┌──
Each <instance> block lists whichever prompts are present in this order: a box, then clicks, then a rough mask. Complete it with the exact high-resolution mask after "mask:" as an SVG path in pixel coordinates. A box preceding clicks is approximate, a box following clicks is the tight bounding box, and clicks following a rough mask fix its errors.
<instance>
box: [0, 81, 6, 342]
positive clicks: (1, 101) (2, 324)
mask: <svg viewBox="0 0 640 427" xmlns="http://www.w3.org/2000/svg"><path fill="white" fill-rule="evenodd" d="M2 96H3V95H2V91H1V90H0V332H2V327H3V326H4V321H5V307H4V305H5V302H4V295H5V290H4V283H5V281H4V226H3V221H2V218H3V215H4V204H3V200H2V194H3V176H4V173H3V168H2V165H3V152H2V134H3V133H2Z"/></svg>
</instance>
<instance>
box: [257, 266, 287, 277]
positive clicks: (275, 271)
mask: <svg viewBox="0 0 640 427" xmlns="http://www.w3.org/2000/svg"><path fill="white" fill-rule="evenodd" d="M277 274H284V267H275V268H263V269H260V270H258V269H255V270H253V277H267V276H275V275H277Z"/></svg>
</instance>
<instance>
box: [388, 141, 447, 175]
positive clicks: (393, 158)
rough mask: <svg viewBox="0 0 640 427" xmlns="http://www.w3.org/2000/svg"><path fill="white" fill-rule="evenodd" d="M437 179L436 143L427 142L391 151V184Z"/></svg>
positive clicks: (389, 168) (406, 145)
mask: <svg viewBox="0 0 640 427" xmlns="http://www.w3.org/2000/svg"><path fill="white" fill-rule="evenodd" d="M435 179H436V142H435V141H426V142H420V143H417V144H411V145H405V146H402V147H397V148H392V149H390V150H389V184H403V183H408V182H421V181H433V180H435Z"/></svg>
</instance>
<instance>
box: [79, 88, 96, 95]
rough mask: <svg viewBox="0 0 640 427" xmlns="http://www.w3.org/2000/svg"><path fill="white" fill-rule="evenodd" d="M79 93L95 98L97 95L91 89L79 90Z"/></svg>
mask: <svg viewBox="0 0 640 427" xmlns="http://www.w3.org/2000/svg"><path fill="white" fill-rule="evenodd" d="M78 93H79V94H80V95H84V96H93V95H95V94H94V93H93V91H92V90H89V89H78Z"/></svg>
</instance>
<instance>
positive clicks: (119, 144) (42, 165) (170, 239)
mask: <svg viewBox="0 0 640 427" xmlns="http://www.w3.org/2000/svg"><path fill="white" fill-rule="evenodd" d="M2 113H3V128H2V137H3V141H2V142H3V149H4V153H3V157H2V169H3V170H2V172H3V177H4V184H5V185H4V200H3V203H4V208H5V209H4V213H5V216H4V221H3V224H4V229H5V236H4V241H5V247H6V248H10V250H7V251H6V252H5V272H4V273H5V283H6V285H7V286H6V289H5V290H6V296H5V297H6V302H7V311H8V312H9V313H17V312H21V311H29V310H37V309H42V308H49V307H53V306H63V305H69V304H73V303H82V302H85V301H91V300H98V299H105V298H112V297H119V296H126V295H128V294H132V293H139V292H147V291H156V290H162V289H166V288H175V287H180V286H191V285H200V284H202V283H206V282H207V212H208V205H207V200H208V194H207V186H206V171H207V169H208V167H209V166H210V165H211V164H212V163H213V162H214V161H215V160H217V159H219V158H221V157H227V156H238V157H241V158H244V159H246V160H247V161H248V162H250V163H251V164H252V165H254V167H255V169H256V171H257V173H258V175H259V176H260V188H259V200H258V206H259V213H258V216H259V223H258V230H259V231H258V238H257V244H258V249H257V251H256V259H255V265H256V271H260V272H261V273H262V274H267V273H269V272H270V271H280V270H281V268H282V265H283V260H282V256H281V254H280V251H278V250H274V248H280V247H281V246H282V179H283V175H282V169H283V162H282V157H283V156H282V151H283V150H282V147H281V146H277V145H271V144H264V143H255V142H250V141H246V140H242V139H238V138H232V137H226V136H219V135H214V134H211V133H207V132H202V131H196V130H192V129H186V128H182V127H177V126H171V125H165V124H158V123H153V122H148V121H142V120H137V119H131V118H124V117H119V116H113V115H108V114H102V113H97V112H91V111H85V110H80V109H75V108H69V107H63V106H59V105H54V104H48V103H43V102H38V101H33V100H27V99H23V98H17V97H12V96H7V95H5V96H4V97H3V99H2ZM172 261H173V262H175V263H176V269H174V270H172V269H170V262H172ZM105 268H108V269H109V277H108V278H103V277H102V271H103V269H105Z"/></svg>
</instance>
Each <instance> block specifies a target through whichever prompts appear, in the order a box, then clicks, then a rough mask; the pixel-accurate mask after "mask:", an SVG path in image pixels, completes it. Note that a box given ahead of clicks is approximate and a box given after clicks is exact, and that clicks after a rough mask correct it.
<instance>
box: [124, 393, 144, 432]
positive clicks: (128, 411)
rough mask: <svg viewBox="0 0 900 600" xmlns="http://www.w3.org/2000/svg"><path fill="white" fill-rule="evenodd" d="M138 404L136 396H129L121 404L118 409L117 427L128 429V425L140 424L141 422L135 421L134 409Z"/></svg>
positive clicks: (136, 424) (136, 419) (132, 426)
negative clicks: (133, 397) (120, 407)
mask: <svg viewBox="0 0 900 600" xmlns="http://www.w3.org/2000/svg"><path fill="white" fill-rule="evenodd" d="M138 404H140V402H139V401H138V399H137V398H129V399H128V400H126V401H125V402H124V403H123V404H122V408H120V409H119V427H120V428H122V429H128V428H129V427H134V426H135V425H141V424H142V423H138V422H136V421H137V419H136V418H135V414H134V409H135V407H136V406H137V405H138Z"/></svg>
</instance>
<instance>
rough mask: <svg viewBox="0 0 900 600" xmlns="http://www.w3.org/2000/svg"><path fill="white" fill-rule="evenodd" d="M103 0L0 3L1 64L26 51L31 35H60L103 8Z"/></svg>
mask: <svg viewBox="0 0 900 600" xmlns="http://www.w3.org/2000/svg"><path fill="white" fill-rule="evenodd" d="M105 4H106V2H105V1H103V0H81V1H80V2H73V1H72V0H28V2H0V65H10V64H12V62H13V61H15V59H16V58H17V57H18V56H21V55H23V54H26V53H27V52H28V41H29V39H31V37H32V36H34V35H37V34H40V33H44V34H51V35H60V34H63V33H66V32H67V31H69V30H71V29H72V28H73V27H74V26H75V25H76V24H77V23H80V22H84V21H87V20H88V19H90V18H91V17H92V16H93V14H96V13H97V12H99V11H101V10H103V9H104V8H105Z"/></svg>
└──
● **TASK OBJECTIVE**
Copy all data exactly, start to finish.

● **ANSWER TO THIS TASK**
Each <instance> block lists whichever prompts are present in this order: a box, then clicks, then a rough mask. Complete it with the exact high-resolution mask after "mask:" as an SVG path in pixel coordinates. A box preceding clicks is approximate, a box following clicks is the tight bounding box, and clicks following a rough mask fix its errors.
<instance>
box: [0, 81, 6, 342]
positive clicks: (1, 101) (2, 324)
mask: <svg viewBox="0 0 640 427" xmlns="http://www.w3.org/2000/svg"><path fill="white" fill-rule="evenodd" d="M2 96H3V95H2V91H1V90H0V332H2V327H3V326H4V321H5V307H4V305H5V302H4V295H5V290H4V283H5V281H4V226H3V221H2V218H3V215H4V204H3V200H2V194H3V176H4V173H3V168H2V165H3V152H2V134H3V133H2Z"/></svg>
</instance>
<instance>
box: [257, 266, 287, 277]
positive clicks: (275, 271)
mask: <svg viewBox="0 0 640 427" xmlns="http://www.w3.org/2000/svg"><path fill="white" fill-rule="evenodd" d="M277 274H284V267H275V268H263V269H260V270H258V269H255V270H253V277H267V276H275V275H277Z"/></svg>
</instance>
<instance>
box: [388, 141, 447, 175]
positive clicks: (393, 158)
rough mask: <svg viewBox="0 0 640 427" xmlns="http://www.w3.org/2000/svg"><path fill="white" fill-rule="evenodd" d="M437 179L436 143L427 142L391 151V184Z"/></svg>
positive clicks: (389, 168) (406, 145)
mask: <svg viewBox="0 0 640 427" xmlns="http://www.w3.org/2000/svg"><path fill="white" fill-rule="evenodd" d="M435 179H436V142H435V141H426V142H420V143H417V144H411V145H405V146H402V147H397V148H392V149H390V150H389V184H403V183H408V182H421V181H433V180H435Z"/></svg>
</instance>
<instance>
box: [79, 88, 96, 95]
rough mask: <svg viewBox="0 0 640 427" xmlns="http://www.w3.org/2000/svg"><path fill="white" fill-rule="evenodd" d="M79 93L95 98L97 95L91 89L79 90Z"/></svg>
mask: <svg viewBox="0 0 640 427" xmlns="http://www.w3.org/2000/svg"><path fill="white" fill-rule="evenodd" d="M78 93H79V94H80V95H84V96H93V95H95V94H94V93H93V91H92V90H89V89H78Z"/></svg>
</instance>
<instance>
positive clicks: (119, 144) (42, 165) (170, 239)
mask: <svg viewBox="0 0 640 427" xmlns="http://www.w3.org/2000/svg"><path fill="white" fill-rule="evenodd" d="M2 113H3V128H2V137H3V141H2V142H3V149H4V153H3V157H2V169H3V170H2V172H3V177H4V184H5V185H4V200H3V203H4V208H5V209H4V213H5V216H4V221H3V224H4V229H5V236H4V241H5V247H6V248H10V250H7V251H6V252H5V272H4V273H5V283H6V285H7V286H6V289H5V290H6V296H5V297H6V302H7V311H8V312H9V313H17V312H21V311H29V310H37V309H42V308H49V307H53V306H63V305H69V304H73V303H82V302H85V301H91V300H98V299H105V298H112V297H119V296H126V295H128V294H132V293H139V292H147V291H156V290H162V289H166V288H175V287H180V286H191V285H200V284H202V283H206V282H207V212H208V205H207V200H208V194H207V186H206V171H207V169H208V167H209V166H210V165H211V164H212V163H213V162H214V161H215V160H217V159H219V158H221V157H227V156H238V157H241V158H244V159H246V160H247V161H248V162H250V163H251V164H252V165H254V167H255V169H256V171H257V173H258V175H259V176H260V188H259V200H258V206H259V213H258V216H259V223H258V230H259V231H258V238H257V244H258V249H257V251H256V259H255V265H256V271H260V272H261V273H262V274H267V273H269V272H270V271H280V270H281V268H282V265H283V260H282V256H281V254H280V251H278V250H274V248H280V247H281V246H282V179H283V175H282V169H283V162H282V157H283V156H282V151H283V150H282V147H281V146H277V145H271V144H264V143H255V142H250V141H246V140H242V139H238V138H232V137H226V136H219V135H214V134H211V133H207V132H202V131H196V130H192V129H186V128H182V127H177V126H171V125H165V124H158V123H153V122H148V121H142V120H137V119H131V118H124V117H119V116H113V115H108V114H102V113H97V112H91V111H85V110H80V109H75V108H69V107H63V106H59V105H54V104H48V103H43V102H38V101H33V100H27V99H23V98H17V97H12V96H7V95H5V96H4V97H3V99H2ZM172 261H173V262H175V263H176V269H174V270H172V269H170V262H172ZM105 268H108V269H109V277H108V278H103V277H102V271H103V269H105Z"/></svg>
</instance>
Each <instance> block specifies a target through whichever prompts appear, in the order a box, then clicks, then a rough mask; the pixel-accurate mask after "mask:", an SVG path in image pixels, completes it. Note that a box given ahead of clicks is approximate and a box given after clicks is exact, and that clicks after a rough mask correct it.
<instance>
box: [124, 393, 144, 432]
positive clicks: (128, 411)
rough mask: <svg viewBox="0 0 900 600" xmlns="http://www.w3.org/2000/svg"><path fill="white" fill-rule="evenodd" d="M138 404L136 396H129L121 404L118 409L117 427L128 429V425L140 424L141 422L135 421L134 409Z"/></svg>
positive clicks: (136, 424) (136, 419) (132, 426)
negative clicks: (133, 397) (120, 407)
mask: <svg viewBox="0 0 900 600" xmlns="http://www.w3.org/2000/svg"><path fill="white" fill-rule="evenodd" d="M138 404H140V402H139V401H138V399H137V398H129V399H128V400H126V401H125V402H124V403H123V404H122V408H120V409H119V427H120V428H122V429H128V428H129V427H134V426H135V425H141V424H142V423H138V422H136V421H137V419H136V418H135V414H134V409H135V407H136V406H137V405H138Z"/></svg>
</instance>
<instance>
rough mask: <svg viewBox="0 0 900 600" xmlns="http://www.w3.org/2000/svg"><path fill="white" fill-rule="evenodd" d="M103 0L0 3L1 64L26 51L31 35H60L103 8Z"/></svg>
mask: <svg viewBox="0 0 900 600" xmlns="http://www.w3.org/2000/svg"><path fill="white" fill-rule="evenodd" d="M105 4H106V2H105V1H103V0H81V1H80V2H73V1H72V0H28V2H0V65H10V64H12V62H13V61H15V59H16V58H17V57H18V56H21V55H23V54H26V53H27V52H28V41H29V39H31V37H32V36H34V35H37V34H40V33H44V34H51V35H60V34H63V33H66V32H67V31H69V30H71V29H72V28H73V27H74V26H75V25H76V24H77V23H80V22H84V21H87V20H88V19H90V18H91V17H92V16H93V14H96V13H97V12H99V11H101V10H103V9H104V8H105Z"/></svg>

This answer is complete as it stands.